▶ **Stated exercise**
Render as a numbered list, leaving out blank lines, the rows from the line with "Your task is to locate the bare tree trunk" up to and including the line with "[38,27,46,31]".

:: Source material

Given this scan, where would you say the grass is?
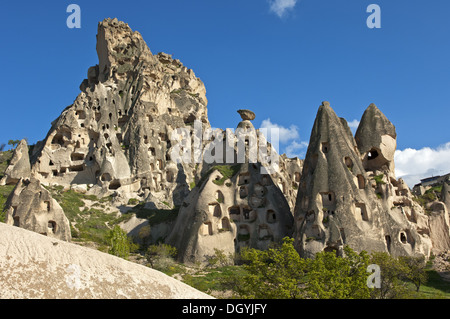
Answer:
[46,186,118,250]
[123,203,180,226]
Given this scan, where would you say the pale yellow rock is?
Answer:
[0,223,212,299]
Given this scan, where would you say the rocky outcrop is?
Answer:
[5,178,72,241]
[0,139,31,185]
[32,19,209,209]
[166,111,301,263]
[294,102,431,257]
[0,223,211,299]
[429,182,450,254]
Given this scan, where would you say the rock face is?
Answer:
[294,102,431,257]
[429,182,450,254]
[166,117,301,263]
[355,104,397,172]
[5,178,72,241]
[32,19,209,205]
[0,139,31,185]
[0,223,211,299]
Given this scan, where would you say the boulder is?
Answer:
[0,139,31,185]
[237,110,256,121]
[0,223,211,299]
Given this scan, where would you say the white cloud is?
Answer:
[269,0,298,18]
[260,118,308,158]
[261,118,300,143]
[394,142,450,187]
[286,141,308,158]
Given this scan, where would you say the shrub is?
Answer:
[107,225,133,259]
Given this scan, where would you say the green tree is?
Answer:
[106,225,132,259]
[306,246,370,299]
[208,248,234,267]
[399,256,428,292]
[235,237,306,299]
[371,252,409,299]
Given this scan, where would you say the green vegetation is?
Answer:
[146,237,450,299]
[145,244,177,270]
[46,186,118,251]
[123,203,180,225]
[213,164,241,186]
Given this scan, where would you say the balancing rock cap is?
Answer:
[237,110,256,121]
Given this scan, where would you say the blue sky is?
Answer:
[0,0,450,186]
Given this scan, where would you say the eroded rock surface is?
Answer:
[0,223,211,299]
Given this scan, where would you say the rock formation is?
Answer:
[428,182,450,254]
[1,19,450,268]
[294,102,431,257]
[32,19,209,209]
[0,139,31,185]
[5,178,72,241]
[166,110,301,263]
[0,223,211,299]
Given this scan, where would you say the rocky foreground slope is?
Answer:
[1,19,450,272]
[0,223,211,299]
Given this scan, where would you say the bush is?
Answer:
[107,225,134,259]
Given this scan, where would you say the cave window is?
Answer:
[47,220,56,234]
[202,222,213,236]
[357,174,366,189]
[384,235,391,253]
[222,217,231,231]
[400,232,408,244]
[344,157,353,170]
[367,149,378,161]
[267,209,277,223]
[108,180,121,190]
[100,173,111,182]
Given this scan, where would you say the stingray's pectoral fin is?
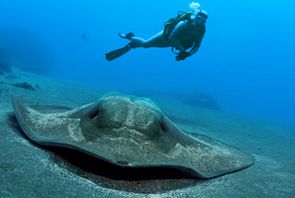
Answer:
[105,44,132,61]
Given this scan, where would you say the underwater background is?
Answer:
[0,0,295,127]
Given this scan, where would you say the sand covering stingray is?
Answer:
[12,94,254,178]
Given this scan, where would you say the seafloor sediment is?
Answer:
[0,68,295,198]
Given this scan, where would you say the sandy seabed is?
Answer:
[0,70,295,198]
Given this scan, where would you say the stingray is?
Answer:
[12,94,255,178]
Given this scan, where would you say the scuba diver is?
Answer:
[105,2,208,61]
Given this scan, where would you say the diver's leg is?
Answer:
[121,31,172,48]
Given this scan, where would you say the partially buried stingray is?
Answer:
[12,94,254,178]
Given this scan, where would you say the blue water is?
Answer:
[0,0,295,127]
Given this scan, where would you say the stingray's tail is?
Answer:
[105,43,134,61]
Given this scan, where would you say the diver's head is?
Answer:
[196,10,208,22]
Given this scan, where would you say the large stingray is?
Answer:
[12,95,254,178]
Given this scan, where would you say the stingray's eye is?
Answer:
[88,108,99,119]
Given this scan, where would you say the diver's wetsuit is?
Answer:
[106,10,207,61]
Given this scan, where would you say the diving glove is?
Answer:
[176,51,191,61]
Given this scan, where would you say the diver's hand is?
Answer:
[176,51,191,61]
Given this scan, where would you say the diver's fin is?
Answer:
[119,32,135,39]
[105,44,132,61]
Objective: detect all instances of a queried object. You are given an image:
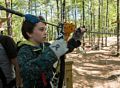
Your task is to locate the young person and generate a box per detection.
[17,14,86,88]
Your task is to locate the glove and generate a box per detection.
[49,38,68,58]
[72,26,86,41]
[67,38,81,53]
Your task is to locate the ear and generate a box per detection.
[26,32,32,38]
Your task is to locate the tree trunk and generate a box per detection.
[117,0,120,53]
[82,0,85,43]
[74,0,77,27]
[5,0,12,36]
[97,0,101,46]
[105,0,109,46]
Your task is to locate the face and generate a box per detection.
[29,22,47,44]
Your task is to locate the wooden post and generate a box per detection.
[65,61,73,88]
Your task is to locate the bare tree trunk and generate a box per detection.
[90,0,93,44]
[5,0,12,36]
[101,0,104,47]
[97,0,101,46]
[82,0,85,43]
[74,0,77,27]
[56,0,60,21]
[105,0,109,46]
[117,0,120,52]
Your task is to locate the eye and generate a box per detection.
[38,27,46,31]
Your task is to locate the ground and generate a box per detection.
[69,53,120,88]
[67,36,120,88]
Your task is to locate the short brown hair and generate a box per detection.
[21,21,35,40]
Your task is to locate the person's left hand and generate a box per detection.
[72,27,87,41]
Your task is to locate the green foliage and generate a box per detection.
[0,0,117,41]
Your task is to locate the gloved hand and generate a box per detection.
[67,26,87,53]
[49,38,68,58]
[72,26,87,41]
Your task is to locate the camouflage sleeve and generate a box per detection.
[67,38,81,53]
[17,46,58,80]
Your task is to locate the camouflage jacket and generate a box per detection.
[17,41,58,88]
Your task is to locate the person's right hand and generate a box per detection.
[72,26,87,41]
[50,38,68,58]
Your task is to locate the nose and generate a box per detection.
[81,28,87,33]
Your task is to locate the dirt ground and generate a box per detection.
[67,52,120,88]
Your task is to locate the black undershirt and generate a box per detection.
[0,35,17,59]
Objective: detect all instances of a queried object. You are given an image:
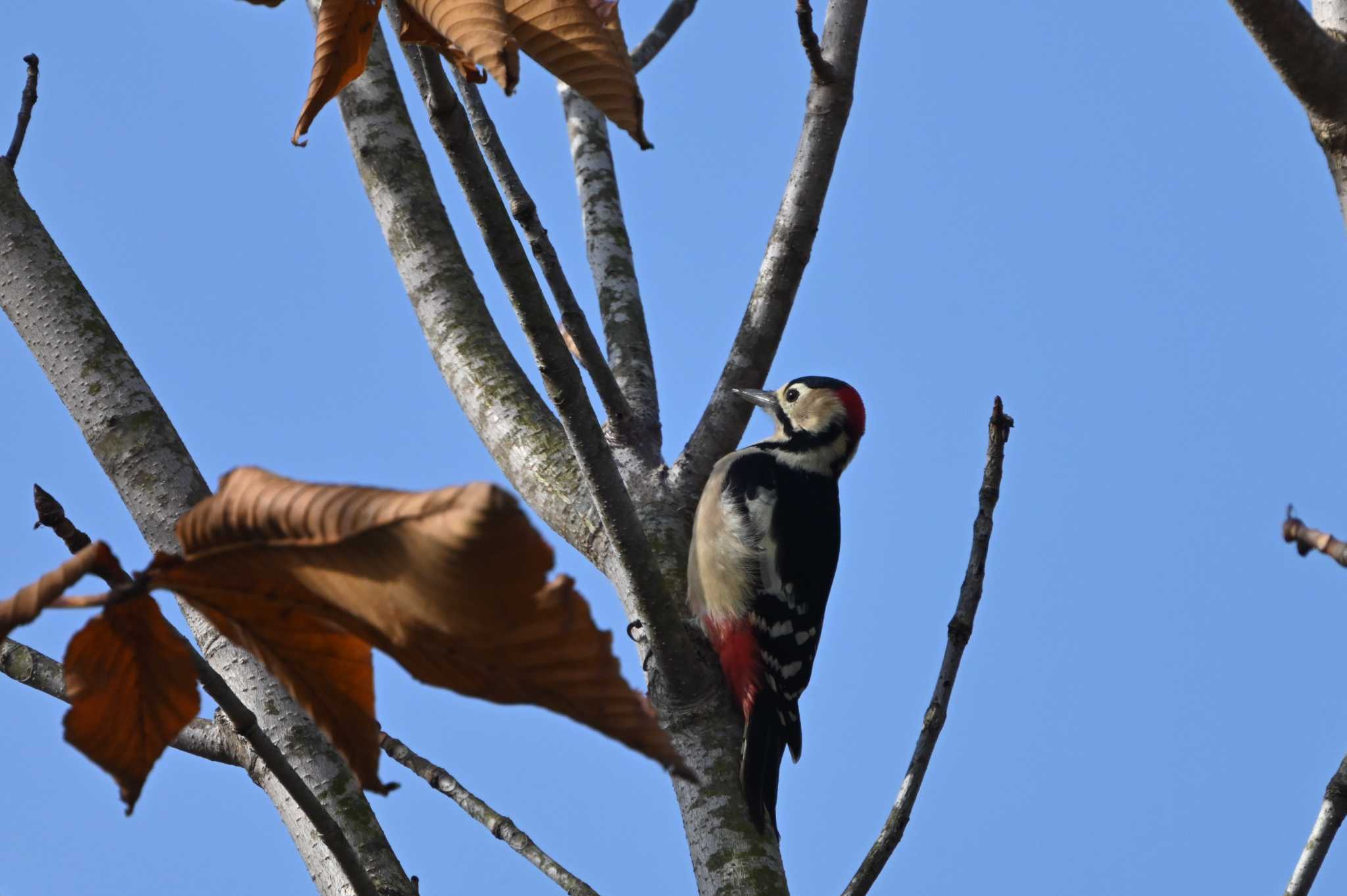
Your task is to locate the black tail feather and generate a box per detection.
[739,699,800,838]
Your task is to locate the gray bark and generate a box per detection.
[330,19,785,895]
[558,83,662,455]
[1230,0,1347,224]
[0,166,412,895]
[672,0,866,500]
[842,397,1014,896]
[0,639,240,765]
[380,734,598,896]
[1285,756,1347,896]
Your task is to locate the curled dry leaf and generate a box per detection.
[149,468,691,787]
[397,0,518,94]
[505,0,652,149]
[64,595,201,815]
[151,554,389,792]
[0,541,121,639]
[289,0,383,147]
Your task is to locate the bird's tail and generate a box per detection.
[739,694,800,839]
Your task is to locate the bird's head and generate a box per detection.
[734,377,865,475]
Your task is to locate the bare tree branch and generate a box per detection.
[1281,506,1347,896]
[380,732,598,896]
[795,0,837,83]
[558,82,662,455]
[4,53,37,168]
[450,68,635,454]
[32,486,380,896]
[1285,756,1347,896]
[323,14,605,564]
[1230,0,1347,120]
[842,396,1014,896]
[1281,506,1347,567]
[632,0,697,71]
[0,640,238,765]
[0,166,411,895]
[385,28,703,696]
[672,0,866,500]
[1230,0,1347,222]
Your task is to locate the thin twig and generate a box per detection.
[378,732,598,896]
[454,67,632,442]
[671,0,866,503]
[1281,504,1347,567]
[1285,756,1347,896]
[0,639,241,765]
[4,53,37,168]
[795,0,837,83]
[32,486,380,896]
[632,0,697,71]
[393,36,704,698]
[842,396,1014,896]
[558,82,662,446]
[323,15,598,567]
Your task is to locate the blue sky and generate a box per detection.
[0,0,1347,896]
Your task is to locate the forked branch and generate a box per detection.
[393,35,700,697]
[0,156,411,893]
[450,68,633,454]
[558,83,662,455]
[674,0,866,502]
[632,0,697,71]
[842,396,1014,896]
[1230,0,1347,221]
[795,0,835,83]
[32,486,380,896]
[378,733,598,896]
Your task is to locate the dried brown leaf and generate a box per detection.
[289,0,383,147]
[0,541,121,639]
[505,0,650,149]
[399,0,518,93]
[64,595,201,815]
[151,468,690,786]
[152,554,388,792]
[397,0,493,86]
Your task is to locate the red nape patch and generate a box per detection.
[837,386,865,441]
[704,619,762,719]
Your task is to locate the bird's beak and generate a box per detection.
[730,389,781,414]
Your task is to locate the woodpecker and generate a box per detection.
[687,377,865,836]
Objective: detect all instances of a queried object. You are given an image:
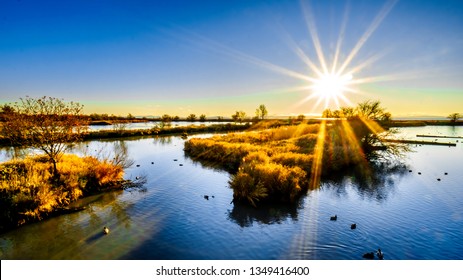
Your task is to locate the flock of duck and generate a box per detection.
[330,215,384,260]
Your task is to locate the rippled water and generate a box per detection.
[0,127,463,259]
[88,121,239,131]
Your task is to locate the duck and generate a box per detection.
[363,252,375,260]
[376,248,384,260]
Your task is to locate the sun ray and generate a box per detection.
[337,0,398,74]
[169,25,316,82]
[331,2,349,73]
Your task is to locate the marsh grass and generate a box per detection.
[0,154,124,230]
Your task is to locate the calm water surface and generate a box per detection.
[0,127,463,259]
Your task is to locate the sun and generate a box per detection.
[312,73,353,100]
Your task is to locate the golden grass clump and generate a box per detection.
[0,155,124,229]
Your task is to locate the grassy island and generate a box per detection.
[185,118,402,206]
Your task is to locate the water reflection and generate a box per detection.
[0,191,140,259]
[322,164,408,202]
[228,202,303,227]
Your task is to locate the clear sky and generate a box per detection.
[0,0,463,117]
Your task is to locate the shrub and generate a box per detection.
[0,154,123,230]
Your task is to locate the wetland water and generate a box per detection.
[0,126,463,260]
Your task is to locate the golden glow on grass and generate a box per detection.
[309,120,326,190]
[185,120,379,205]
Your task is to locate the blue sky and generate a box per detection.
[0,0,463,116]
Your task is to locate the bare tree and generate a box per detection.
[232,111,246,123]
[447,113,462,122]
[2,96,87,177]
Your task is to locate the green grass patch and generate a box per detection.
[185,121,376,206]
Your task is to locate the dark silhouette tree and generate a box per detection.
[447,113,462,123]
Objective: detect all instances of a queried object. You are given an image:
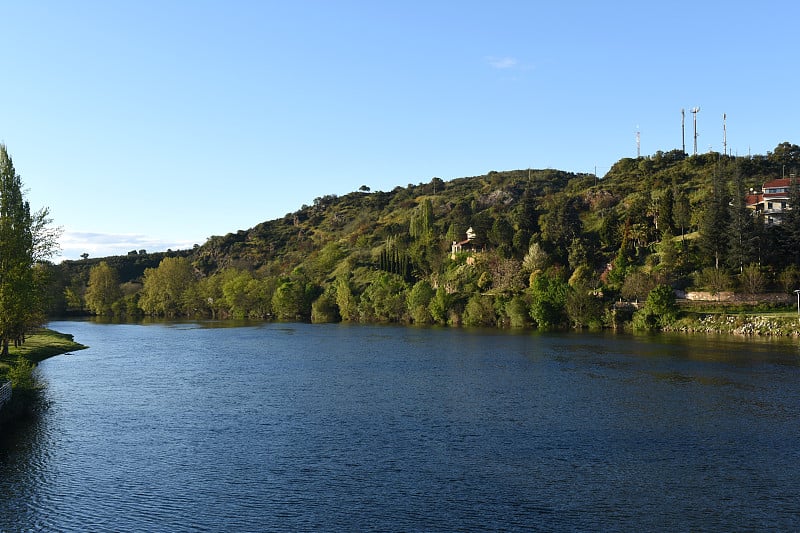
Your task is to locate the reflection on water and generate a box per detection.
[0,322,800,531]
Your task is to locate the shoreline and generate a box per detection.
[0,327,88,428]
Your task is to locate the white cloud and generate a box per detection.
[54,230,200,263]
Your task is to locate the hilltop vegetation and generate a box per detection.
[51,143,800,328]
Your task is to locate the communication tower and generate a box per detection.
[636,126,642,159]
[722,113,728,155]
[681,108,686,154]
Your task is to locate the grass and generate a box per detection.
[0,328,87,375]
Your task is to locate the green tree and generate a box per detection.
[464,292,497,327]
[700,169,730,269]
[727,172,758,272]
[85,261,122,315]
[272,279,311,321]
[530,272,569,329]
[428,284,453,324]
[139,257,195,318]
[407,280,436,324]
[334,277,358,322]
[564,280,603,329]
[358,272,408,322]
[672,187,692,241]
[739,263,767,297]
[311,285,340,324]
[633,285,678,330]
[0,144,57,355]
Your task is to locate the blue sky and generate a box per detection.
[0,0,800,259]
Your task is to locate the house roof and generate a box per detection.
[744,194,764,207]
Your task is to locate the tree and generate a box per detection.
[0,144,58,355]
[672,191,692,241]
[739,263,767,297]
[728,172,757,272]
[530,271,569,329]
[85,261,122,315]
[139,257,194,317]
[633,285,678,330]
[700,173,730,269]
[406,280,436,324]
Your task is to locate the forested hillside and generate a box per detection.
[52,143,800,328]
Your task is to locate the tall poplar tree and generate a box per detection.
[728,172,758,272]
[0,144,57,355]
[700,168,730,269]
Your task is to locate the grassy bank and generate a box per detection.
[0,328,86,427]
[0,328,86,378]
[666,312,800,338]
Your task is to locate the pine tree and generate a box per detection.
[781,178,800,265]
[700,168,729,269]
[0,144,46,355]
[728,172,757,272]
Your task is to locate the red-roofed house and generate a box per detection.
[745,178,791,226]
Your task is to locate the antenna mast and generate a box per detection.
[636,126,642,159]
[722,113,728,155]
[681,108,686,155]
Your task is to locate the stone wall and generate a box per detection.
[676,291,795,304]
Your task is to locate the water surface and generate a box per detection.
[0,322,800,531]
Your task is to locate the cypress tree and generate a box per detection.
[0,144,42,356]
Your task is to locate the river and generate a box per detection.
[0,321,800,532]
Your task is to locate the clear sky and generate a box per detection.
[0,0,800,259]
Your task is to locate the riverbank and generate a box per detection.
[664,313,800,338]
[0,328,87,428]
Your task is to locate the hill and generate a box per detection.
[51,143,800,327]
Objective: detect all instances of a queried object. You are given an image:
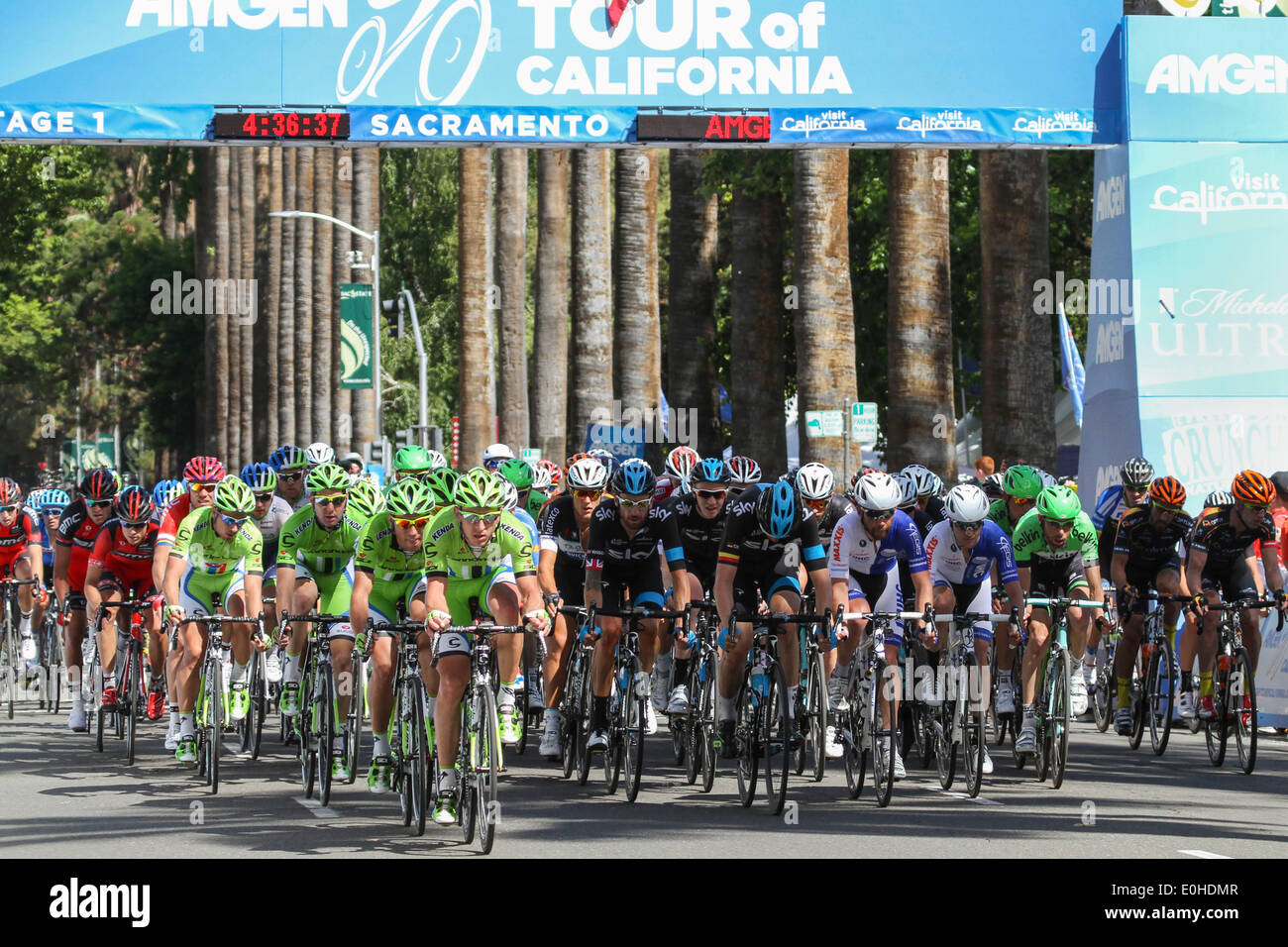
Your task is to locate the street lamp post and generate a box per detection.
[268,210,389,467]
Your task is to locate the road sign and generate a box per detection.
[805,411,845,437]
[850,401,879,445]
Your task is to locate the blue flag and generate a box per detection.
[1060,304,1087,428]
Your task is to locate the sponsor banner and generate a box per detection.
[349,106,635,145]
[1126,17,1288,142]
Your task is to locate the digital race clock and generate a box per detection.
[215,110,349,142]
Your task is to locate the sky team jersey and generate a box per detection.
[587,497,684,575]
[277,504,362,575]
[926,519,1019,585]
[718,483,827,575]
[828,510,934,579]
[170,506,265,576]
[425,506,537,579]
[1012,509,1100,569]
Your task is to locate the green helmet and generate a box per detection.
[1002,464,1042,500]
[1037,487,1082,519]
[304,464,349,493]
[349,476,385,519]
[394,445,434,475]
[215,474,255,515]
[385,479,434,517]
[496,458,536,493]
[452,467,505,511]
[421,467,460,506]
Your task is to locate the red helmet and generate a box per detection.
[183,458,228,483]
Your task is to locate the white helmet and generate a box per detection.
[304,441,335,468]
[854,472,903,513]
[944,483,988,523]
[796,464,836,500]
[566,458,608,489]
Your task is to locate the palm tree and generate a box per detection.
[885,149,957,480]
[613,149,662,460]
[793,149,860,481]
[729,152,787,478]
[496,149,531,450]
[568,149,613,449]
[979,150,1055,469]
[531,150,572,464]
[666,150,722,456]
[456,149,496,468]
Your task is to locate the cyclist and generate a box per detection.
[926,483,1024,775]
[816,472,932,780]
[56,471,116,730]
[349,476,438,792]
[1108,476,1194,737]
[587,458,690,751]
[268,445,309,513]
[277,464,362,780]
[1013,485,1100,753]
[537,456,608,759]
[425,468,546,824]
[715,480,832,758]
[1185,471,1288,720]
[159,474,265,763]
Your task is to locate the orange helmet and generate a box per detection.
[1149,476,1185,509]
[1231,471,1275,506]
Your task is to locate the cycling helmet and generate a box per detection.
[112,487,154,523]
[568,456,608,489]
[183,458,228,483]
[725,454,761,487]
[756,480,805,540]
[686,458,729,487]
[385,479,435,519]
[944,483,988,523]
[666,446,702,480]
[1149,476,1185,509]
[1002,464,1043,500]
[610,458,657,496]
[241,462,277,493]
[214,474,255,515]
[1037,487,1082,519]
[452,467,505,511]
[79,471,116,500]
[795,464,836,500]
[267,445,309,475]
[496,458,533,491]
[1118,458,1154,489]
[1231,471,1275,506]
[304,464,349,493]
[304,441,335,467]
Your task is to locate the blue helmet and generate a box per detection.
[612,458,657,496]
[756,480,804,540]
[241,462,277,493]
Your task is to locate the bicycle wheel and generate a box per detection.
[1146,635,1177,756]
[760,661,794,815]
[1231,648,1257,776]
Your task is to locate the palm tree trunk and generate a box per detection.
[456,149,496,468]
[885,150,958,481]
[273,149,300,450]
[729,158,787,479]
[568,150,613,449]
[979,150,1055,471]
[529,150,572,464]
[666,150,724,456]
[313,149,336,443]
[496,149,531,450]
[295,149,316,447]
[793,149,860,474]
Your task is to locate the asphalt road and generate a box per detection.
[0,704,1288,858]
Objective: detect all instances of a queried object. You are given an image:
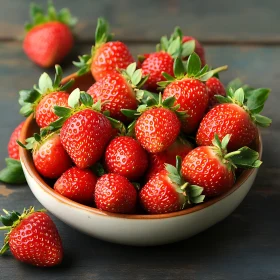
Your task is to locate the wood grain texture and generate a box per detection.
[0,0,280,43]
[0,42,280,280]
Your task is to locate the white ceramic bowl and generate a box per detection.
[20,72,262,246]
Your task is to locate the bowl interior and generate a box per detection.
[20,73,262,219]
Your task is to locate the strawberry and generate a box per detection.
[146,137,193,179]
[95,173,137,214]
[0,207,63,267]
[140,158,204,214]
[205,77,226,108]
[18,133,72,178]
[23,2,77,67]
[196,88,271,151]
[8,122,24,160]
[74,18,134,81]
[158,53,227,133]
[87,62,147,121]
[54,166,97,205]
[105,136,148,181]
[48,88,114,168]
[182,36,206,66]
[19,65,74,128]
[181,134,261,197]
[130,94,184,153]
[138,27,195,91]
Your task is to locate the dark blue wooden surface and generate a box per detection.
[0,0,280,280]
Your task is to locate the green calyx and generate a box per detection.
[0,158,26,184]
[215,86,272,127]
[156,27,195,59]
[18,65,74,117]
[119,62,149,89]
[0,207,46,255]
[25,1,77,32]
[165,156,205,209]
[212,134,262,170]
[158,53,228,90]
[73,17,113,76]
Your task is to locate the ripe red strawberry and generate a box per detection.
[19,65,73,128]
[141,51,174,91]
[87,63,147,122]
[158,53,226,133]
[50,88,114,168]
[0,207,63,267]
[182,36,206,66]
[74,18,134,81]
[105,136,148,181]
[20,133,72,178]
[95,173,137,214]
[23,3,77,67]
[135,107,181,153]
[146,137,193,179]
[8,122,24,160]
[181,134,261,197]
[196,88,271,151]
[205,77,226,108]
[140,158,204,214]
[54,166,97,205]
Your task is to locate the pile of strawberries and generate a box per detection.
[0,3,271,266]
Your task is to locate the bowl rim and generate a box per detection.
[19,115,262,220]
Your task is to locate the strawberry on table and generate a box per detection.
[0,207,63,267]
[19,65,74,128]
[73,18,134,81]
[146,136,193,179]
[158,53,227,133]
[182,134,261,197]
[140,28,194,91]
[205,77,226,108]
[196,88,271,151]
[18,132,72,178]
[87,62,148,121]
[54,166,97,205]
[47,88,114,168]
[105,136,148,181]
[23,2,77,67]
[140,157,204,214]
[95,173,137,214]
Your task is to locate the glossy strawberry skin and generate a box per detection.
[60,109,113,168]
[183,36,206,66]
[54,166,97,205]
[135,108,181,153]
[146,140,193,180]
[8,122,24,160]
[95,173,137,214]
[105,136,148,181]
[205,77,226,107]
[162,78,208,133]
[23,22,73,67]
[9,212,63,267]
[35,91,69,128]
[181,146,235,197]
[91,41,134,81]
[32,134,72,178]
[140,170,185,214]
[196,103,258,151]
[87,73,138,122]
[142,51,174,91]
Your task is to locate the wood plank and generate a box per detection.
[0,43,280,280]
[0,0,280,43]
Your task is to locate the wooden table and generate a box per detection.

::::

▶ **Task response**
1. Your task is to locate the bare tree trunk and generate a box per detection.
2. [90,0,93,44]
3. [5,0,12,36]
4. [101,0,104,47]
5. [97,0,101,46]
6. [82,0,85,43]
7. [74,0,77,27]
8. [56,0,60,21]
9. [105,0,109,46]
10. [117,0,120,52]
11. Your task is to locate the eye and generate a box per detection.
12. [38,27,46,31]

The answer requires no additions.